───── RECORD EXTRACTS ─────

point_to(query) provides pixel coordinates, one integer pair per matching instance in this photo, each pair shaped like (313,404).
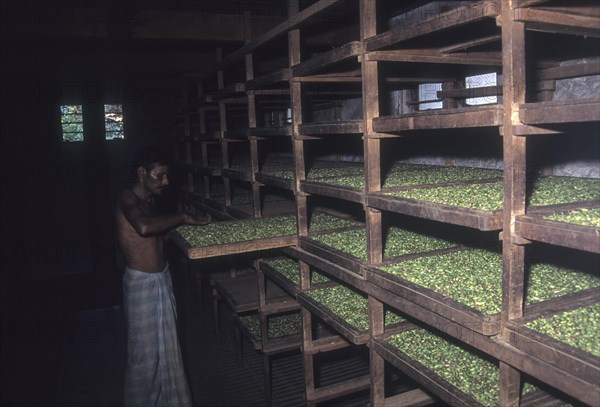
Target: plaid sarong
(155,375)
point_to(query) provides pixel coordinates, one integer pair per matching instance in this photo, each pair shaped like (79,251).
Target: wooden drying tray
(437,385)
(436,303)
(351,333)
(270,131)
(279,279)
(571,360)
(278,182)
(560,111)
(233,248)
(346,193)
(456,17)
(272,345)
(238,175)
(482,116)
(474,218)
(533,226)
(330,128)
(333,255)
(448,307)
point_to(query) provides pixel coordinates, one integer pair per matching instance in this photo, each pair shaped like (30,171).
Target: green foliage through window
(113,122)
(71,119)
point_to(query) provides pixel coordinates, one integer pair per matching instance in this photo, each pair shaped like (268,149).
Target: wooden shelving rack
(492,36)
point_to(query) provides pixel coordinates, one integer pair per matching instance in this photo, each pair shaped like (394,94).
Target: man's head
(151,165)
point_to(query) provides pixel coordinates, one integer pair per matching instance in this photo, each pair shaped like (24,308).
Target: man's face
(157,179)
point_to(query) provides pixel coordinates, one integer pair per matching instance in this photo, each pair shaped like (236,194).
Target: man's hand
(190,219)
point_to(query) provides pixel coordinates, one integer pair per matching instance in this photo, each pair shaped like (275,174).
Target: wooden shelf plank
(535,227)
(278,182)
(193,253)
(334,56)
(416,397)
(571,360)
(560,111)
(442,305)
(325,393)
(460,16)
(270,131)
(281,75)
(482,220)
(330,254)
(485,116)
(352,334)
(437,57)
(347,194)
(243,176)
(436,384)
(310,12)
(341,127)
(554,21)
(356,280)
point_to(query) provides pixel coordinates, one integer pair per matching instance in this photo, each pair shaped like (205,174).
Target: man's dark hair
(151,156)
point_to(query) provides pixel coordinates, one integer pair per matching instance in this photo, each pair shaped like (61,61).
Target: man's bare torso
(141,253)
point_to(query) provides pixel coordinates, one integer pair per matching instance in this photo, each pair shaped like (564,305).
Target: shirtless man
(155,375)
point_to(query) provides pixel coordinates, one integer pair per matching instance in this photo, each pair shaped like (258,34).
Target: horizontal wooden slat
(559,22)
(341,127)
(270,131)
(302,17)
(443,21)
(349,332)
(442,119)
(558,233)
(334,56)
(412,398)
(560,111)
(482,220)
(325,393)
(437,57)
(347,194)
(281,75)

─────

STATED TASK — Swap "shirtless man" for "bare-chested man" in the listing above, from the line with "shaped like (61,61)." up to and including its final line. Write out only those lines, with nothing else changed.

TASK OUTPUT —
point_to(query) provides pixel coordinates, one integer pair per matching instance in this photo, each pair shaped like (61,61).
Target: man's bare torso
(141,253)
point_to(query) provides pixel coordinates, one integer pair per matching instance in this photo, each pair shaped like (564,305).
Target: bare-chested man
(155,375)
point_to(query) provides pixel coordinates, one integer pair per matching instance in this photo, each pair shaped like (258,34).
Target: horizontal wooden slat
(559,22)
(341,127)
(270,131)
(302,17)
(443,21)
(349,332)
(442,119)
(558,233)
(334,56)
(412,398)
(560,111)
(482,220)
(325,393)
(437,57)
(347,194)
(281,75)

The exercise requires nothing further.